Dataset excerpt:
::::::

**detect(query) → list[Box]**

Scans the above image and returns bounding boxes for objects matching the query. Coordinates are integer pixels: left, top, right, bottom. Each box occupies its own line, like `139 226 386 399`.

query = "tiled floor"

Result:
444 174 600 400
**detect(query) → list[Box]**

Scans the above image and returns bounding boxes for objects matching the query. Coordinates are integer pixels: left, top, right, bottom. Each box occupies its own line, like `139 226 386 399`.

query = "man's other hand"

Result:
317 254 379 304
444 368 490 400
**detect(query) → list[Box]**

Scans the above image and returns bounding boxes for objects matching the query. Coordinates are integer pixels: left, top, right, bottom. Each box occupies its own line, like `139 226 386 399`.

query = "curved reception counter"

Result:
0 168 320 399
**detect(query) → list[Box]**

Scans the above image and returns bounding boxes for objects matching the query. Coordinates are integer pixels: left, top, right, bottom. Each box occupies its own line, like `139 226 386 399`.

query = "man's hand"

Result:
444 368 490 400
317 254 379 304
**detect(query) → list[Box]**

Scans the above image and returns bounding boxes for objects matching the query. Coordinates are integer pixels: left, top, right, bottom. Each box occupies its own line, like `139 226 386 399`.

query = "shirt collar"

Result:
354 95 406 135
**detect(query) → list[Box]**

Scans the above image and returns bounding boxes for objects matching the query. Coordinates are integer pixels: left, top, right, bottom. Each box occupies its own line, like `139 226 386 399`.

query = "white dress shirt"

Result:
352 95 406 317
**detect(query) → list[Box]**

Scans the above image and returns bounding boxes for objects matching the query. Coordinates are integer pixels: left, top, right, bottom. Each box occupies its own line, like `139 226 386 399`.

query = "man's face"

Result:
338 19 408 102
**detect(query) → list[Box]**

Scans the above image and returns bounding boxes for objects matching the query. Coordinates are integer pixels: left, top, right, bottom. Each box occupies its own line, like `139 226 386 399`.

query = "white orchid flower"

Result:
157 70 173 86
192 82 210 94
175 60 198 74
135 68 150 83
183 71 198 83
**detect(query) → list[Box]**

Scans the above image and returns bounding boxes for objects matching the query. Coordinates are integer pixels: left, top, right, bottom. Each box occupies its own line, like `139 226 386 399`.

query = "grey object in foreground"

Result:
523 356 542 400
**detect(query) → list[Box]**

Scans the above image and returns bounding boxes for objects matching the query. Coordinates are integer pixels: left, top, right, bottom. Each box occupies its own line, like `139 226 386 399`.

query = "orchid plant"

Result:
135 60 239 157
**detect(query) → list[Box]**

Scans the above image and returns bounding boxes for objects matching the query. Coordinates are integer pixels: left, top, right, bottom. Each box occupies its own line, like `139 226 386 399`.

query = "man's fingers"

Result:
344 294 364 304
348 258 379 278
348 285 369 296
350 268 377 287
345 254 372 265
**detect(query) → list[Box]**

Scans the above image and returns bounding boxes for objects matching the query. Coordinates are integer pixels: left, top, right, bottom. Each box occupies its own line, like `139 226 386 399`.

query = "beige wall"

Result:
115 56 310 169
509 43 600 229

::::::

* Task requirements
Can you retype every line of the records above with no changes?

* Exercise output
**detect(query) → list[Box]**

Scans the above image and returns bounding boxes for objects matching the query. Coordinates are integer pixels: left, top, right, bottom. Each box occupies its own line, like `139 226 386 399`.

query = "tiled floor"

Result:
444 174 600 400
**detect(query) → list[Box]**

Scans the above image and returns bounding boxes for objects matching the query. Coordinates are integer pixels: left, top, right, bottom. Each box occupies its own line, like `139 226 386 399`.

query = "man's other hand"

Result:
317 254 379 304
444 368 490 400
**detect(query) → list[Box]**

Scans the above image and returns bounding boxes for objects matching the query. Coordinates are integer pixels: left, top, right, bottom. Each box occupies its own line, like `139 226 386 399`.

query = "curved reception counter"

Result:
0 168 320 399
**detect(query) → list[Box]**

Scans the above image and returns bounding boxes for objects matching the query. Coordinates are integer pixels: left, top, right, bottom. Each box occupies its own line, like `139 226 386 399`.

query = "man's hand"

Result:
444 368 490 400
317 254 379 304
**detect(query) → list[Box]**

Scans the above image and returns bounding boxes for objects matching the query. Coordinates are integer pixels: left, top, right, bottom. Each box occupies its own line, like `139 226 386 399`.

query = "shirt collar"

Result:
354 95 406 135
**detect(query) → list[Box]**

Scans the above image and returns bounding boxes for objects matching the query. Coordinates are integer pixels: left, top, right, bottom. Each box occupies its own line, like `139 226 386 399`.

query = "white dress shirt"

Result:
352 95 406 317
**detect(query) → list[Box]**

Scans the above image and returns bounding boxes for objects matching the query. Coordinates are integer pixels: left, top, right, bottom. Each box occupies its own line, like `139 226 386 399`.

query = "man's face"

Result:
338 19 408 102
**detect(query) → list[Box]**

Scans the above image and returns bounding boxes for objects matching the query. Coordinates are integer pixels: left, top, right, bottom. Each box occupies its own line, like `139 226 386 399`.

query = "white orchid flower"

Result:
157 70 173 86
192 82 210 94
175 60 198 74
135 68 150 83
183 71 198 83
**detect(query) → list[Box]**

Scans the above image and returns bounding boxes for objects matching the query. Coordinates are integer pixels: left, top, right, bottom. Each box occupies its own line, like `139 226 386 399`.

query = "grey object in foreground"

Result:
523 356 542 400
**detect(query) → list[Box]**

Scans the above image and returns bounding boxes for objects matching the query. Coordinates are integer pixels: left, top, right, bottom. Each box occupies its own line, like `139 226 386 399`.

query = "orchid plant"

Result:
135 60 239 157
**detect(query) → list[Box]**

Scans the above image and returns bounding boxes for objects matching the query. Coordinates are integer pixels: left, top, right, bottom. Each box occupies its own line, like `139 226 386 399`.

query = "man's fingers"

Result:
344 294 364 304
348 258 379 278
348 285 369 296
350 268 377 287
345 254 372 265
**detect(query) → list[Box]**

Scans the above image and returns bounding boxes for objects matching the query. Coordinates are integer pixels: left, top, right, bottom. Each box occupies its own line, like `139 226 386 399`.

query = "beige wall"

Result:
115 56 310 169
509 43 600 229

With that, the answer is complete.